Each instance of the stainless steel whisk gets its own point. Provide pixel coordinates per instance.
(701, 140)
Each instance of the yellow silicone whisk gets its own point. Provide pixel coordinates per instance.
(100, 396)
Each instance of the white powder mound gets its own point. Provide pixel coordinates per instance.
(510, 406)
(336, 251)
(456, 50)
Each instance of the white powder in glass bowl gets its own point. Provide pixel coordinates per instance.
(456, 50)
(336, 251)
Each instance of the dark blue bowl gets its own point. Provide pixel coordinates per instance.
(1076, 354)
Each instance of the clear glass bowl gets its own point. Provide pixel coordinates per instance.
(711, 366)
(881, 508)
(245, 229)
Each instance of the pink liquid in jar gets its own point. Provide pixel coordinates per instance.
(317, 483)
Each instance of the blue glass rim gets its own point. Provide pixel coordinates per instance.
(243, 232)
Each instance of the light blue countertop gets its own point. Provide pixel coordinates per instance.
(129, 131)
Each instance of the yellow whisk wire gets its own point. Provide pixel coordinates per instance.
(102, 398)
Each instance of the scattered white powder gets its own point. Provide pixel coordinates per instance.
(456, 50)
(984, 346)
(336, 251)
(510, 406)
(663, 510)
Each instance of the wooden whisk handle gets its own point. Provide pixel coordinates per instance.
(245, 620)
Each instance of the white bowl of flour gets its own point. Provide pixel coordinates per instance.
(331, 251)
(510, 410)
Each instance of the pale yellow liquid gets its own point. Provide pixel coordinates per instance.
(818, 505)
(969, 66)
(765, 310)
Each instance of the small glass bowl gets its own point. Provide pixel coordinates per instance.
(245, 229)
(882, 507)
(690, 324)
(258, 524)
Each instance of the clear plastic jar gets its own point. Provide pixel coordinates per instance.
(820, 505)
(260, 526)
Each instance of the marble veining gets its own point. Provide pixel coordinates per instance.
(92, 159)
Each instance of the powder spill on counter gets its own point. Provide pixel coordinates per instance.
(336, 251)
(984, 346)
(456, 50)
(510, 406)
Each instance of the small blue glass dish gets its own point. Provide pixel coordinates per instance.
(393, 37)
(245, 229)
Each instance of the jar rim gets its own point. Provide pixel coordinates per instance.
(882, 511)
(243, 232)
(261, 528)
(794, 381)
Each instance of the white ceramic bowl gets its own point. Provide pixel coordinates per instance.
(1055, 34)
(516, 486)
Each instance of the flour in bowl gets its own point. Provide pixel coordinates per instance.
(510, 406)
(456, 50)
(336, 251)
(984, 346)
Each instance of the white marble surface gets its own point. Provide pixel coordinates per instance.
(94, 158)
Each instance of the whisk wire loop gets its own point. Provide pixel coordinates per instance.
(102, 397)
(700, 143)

**Challenge**
Retype the data exactly as given.

**Expected answer**
Each instance of the stainless steel whisk gets its own point. Provide pixel coordinates per instance.
(701, 140)
Each instance of the yellow silicone whisk gets its own point. Provide pixel coordinates per instance.
(100, 396)
Each instance of the white powder mound gets its own point. Provide pixel coordinates per instance.
(510, 406)
(336, 251)
(456, 50)
Each instance of the white powder in glass bowl gets its own point. Provide pixel coordinates per instance.
(456, 50)
(336, 251)
Each instance of the dark blue bowl gets its own point. Provide pixel coordinates per instance.
(1076, 354)
Each instance of the clear glass bowl gets its own point. Provide pixel coordinates per instance.
(711, 366)
(881, 508)
(245, 229)
Each instance of the pink liquid in jar gets its own point. Provide pixel coordinates per instance.
(317, 483)
Each instance of the blue glass rim gets its own point. Provide pixel coordinates per instance.
(243, 232)
Each instance of the light blue countertop gets its own point. Provide pixel coordinates per instance.
(129, 131)
Each instance of the yellow whisk wire gets its own point. Provide pixel coordinates per instance.
(102, 398)
Each instance of the scattered white powder gets its own point. Provide pixel coordinates per instance.
(456, 50)
(984, 346)
(336, 251)
(510, 406)
(663, 510)
Each instance of the wooden whisk handle gets its own point. Provide pixel coordinates per instance.
(245, 620)
Each instance of the white bowl of flour gets its own point. Provide pixel coordinates per instance.
(331, 251)
(510, 410)
Each instance of the pale yellow liquid gets its own point. Provide pixel coordinates per instance.
(818, 505)
(969, 66)
(765, 310)
Each instance of the small glass bowl gets its own point. Provide pixel coordinates per instance.
(245, 229)
(882, 507)
(690, 324)
(258, 524)
Each instance of the clear plastic jar gets its own point. Provide pixel coordinates per instance.
(820, 505)
(260, 526)
Each instance of the marble veining gets its own point. Provide pixel coordinates per instance.
(92, 159)
Each instance of the powder spill on counter gets its own point. Provide pixel coordinates per instance.
(336, 251)
(984, 346)
(456, 50)
(510, 406)
Each instance of the small blue glass dish gets its own point. Provide pixel coordinates per instance.
(393, 37)
(245, 229)
Each instance of the jar rim gets its own point. Provide pixel coordinates per instance.
(882, 511)
(243, 232)
(261, 528)
(794, 381)
Each instance of the white ceramic bowl gets its own point. Provide pixel coordinates per instance.
(1055, 34)
(516, 486)
Each instance of the flour in bowl gets its own point. Provide pixel coordinates per instance.
(510, 406)
(456, 50)
(336, 251)
(984, 346)
Each instance of the white marble surface gets its own point. Provide pixel coordinates per instance.
(94, 158)
Each instance of the whisk wire loop gets its own point. Provide pixel coordinates per instance.
(102, 397)
(700, 143)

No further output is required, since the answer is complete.